# Exercise instructions:
Write out precisely the lines beginning with the line that contains "Place one keypoint on each instance of the shirt cuff" and ending with the last line of the entries, and no other lines.
• • • • • • •
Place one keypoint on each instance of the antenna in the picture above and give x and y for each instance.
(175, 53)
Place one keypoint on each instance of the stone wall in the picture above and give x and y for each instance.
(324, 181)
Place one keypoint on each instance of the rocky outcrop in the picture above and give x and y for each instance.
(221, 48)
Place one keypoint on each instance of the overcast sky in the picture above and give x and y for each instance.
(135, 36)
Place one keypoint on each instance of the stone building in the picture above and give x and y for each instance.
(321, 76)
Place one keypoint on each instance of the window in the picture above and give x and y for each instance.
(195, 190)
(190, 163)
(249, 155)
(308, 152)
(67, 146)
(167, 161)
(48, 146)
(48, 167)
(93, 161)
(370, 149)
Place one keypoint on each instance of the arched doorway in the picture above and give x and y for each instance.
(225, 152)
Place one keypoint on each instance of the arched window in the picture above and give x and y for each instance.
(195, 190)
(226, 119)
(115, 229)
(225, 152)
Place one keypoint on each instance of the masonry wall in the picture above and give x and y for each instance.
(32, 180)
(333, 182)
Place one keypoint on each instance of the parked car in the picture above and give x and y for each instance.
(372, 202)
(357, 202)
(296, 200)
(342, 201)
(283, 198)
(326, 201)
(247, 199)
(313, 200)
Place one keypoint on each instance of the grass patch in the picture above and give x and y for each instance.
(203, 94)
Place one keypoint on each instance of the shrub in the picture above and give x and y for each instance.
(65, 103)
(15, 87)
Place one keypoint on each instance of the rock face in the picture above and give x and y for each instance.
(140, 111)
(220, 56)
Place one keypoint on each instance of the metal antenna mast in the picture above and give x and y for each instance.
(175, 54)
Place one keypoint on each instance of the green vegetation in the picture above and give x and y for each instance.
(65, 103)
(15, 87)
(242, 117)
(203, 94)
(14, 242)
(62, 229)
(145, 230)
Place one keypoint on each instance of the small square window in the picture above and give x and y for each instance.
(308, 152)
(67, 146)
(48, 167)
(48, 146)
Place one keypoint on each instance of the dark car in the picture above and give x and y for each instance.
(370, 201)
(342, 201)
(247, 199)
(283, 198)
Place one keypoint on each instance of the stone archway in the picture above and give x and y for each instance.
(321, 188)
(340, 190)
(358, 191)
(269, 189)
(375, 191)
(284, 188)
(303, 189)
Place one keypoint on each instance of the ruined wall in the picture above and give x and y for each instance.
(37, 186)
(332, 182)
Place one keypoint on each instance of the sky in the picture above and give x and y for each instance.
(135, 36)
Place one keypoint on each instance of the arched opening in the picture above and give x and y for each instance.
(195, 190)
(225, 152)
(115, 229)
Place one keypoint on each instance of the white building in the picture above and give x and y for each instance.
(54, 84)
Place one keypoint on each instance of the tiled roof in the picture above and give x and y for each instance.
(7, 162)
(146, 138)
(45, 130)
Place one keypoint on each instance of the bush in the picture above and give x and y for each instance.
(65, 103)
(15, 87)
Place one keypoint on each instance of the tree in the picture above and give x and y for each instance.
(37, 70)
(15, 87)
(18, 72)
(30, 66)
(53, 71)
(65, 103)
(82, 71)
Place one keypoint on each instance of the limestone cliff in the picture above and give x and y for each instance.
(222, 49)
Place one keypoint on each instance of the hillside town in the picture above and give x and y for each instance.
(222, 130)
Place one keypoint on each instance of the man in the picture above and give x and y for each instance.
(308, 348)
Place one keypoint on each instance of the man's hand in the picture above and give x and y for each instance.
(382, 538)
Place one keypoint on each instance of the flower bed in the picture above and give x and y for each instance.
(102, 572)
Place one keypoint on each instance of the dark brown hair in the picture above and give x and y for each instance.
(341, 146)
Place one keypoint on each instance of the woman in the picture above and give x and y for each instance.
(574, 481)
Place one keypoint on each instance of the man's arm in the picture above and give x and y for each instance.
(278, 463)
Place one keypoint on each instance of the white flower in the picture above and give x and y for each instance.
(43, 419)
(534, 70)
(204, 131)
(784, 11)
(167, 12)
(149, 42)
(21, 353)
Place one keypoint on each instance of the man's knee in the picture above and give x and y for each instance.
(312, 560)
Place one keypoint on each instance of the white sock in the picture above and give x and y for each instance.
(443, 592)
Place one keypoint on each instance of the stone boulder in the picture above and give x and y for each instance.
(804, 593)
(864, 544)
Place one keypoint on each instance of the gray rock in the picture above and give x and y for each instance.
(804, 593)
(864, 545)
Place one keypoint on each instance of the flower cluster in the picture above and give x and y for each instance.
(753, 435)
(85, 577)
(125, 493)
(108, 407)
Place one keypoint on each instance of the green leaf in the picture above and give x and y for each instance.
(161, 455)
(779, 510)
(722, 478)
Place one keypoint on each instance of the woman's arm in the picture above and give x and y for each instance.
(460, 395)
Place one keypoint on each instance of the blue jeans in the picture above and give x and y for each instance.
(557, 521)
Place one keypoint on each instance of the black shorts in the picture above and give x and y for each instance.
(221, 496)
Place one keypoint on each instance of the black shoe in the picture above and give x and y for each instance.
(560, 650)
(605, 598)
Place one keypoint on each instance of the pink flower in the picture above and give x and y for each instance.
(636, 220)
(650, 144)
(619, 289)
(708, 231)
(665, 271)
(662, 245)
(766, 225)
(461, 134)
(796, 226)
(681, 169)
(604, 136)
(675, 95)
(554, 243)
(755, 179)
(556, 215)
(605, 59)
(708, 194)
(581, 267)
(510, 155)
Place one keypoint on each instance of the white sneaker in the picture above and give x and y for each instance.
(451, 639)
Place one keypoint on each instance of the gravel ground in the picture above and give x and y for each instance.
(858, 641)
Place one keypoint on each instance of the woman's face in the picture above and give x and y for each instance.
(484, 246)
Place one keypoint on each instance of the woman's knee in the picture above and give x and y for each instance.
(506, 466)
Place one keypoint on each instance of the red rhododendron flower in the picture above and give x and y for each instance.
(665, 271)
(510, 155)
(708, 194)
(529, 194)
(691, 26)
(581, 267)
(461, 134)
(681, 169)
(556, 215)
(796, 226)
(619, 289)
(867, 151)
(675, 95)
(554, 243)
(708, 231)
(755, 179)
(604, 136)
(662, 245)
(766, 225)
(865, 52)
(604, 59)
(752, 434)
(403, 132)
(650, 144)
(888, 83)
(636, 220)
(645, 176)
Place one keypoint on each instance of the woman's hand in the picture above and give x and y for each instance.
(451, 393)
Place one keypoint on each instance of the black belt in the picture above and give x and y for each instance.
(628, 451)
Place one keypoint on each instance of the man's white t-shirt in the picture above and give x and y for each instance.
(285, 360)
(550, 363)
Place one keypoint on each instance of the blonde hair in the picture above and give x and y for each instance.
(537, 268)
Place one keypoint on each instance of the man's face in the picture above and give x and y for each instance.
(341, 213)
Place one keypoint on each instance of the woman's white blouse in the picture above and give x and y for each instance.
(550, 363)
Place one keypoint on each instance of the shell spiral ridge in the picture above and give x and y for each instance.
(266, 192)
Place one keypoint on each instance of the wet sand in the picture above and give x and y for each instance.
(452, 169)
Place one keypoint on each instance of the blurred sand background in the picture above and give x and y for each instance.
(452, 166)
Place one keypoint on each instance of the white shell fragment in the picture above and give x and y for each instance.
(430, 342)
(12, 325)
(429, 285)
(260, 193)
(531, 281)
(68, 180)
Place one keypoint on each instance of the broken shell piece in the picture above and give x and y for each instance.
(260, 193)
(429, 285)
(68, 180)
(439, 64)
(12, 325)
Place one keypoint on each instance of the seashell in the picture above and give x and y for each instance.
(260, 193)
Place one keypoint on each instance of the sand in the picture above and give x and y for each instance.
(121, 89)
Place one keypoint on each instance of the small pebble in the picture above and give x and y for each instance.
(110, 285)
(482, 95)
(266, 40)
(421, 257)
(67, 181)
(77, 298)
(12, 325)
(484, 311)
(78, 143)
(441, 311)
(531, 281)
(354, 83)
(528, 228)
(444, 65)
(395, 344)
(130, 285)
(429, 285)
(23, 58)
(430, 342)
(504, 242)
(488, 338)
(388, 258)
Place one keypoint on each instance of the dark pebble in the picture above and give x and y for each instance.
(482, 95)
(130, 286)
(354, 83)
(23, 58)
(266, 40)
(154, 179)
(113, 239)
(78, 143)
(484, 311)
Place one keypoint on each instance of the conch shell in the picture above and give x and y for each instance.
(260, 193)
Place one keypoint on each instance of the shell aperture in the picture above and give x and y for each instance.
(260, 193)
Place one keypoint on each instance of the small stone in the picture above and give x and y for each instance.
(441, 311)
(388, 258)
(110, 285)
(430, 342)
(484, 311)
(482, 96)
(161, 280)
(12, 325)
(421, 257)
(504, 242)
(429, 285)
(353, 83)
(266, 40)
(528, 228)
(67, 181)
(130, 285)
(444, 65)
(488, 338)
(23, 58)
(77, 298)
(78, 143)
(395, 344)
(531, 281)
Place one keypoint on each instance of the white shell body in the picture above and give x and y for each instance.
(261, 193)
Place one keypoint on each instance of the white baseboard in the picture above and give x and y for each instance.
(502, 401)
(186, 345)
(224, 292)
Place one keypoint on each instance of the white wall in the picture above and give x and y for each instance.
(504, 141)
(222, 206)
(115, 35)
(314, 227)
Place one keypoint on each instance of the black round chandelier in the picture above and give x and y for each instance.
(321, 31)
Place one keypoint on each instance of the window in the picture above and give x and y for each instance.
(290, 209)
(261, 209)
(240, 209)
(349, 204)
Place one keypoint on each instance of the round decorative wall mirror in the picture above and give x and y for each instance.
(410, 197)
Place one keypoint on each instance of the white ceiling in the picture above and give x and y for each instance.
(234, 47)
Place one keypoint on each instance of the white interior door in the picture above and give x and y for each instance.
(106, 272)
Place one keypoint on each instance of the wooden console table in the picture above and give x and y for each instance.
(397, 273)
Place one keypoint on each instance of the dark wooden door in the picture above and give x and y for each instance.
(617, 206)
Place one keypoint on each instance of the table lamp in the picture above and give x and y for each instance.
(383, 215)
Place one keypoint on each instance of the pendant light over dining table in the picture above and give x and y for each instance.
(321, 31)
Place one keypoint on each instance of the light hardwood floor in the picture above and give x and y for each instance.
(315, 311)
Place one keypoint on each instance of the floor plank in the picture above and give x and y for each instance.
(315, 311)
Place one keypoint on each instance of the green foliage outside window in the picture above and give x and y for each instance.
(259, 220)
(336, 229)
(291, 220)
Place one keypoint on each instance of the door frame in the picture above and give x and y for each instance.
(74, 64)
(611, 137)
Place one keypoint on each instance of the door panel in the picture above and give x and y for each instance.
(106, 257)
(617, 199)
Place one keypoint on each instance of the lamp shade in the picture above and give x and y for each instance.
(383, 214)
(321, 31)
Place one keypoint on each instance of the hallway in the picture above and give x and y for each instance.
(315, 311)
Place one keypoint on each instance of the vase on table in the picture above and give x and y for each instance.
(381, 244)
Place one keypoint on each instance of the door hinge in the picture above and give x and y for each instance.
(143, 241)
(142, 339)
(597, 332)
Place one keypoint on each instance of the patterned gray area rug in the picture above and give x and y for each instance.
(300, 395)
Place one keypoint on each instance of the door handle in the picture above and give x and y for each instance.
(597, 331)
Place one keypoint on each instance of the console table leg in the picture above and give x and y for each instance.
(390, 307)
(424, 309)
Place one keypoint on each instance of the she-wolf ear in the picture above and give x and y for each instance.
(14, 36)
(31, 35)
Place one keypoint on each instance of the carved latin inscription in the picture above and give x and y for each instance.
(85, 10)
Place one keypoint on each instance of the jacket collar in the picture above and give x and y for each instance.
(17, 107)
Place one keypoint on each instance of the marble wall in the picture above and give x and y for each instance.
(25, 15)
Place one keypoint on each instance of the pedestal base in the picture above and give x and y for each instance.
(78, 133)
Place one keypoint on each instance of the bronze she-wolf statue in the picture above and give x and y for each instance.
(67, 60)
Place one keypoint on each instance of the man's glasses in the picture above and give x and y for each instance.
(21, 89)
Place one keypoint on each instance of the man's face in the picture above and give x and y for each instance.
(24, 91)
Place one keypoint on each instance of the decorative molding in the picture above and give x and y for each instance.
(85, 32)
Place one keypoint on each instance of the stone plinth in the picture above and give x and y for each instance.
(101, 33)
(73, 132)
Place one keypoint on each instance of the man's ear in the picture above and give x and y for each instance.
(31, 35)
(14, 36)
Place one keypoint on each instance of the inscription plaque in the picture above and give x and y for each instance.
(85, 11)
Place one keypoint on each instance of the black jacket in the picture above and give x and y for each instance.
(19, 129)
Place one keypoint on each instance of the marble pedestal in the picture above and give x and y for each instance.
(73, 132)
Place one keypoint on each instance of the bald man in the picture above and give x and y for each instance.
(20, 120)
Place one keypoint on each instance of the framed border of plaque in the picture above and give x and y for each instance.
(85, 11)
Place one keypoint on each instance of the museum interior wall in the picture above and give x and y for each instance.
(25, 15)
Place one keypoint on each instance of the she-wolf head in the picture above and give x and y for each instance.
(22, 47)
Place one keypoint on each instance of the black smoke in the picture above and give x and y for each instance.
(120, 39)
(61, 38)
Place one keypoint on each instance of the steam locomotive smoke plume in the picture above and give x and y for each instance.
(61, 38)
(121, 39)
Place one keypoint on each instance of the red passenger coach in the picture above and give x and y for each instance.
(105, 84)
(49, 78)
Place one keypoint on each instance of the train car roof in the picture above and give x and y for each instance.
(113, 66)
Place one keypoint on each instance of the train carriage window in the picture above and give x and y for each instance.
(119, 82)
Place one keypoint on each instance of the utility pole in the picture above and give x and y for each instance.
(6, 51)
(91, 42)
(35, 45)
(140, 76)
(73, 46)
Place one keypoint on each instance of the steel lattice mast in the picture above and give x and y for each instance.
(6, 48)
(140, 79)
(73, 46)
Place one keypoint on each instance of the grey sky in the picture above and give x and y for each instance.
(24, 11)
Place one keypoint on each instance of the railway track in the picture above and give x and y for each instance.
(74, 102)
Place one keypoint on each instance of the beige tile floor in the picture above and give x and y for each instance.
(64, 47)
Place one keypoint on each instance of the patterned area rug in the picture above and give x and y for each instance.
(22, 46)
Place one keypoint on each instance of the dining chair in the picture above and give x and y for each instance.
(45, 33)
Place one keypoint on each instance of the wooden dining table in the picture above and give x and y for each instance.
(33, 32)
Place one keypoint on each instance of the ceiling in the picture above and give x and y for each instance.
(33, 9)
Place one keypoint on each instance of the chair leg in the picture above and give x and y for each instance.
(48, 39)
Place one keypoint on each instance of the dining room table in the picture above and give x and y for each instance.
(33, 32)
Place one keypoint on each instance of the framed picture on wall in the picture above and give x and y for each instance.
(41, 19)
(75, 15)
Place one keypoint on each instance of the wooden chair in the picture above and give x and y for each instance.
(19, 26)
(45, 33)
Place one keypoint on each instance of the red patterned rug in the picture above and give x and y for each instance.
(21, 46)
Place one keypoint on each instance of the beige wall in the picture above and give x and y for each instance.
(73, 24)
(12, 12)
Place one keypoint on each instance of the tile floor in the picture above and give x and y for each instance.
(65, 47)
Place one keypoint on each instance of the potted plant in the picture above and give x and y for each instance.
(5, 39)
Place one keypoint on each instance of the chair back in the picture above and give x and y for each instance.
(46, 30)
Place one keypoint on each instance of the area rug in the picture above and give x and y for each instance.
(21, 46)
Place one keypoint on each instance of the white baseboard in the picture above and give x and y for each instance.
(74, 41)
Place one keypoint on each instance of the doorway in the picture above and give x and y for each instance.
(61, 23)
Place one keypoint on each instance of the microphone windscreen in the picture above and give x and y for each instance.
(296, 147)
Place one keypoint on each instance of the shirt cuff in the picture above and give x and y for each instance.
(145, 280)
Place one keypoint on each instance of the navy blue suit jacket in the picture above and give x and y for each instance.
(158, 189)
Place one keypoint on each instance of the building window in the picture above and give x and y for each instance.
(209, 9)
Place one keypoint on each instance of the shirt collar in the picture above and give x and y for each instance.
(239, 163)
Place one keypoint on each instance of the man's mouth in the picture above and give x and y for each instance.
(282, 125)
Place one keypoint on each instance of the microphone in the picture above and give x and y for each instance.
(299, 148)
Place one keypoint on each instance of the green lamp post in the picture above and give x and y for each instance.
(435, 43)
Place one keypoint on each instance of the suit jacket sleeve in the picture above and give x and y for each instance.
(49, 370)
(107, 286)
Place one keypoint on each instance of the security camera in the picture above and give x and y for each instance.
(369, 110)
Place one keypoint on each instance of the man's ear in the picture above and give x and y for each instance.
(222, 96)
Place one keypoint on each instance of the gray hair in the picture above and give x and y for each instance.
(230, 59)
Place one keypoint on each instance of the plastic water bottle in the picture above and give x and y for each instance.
• • • • • • •
# Task answer:
Place one keypoint on each instance of the shirt cuff in the picture above and give x and y for each instance.
(145, 280)
Place one keypoint on each instance of the navy blue suit jacket in the picture above and give x and y for each instance.
(158, 189)
Place one keypoint on each instance of the building window in the picture above and give x and y for each instance.
(209, 9)
Place one keypoint on each instance of the shirt collar in the picture above and give x and y for each instance.
(239, 163)
Place one keypoint on each instance of the man's mouth in the picture above and give x and y for each instance.
(282, 125)
Place one keypoint on each instance of the microphone in the picture above and give x and y for each instance.
(299, 148)
Place one keypoint on each instance of the green lamp post in the picture above and give x and y for each instance.
(435, 43)
Place one keypoint on each instance of the suit jacket sleeve in the picture above and give x and y for each instance.
(49, 370)
(107, 286)
Place one keypoint on each instance of the security camera in the picture above and give x and y for each instance.
(369, 110)
Place one keypoint on each instance of the man's ear in the picture above and give x and y for each instance.
(222, 96)
Place one keypoint on each instance of the gray hair in the picture above and give x and y for each instance.
(230, 59)
Place one keypoint on each instance of the plastic water bottle in the picture above and give x and y for each instance.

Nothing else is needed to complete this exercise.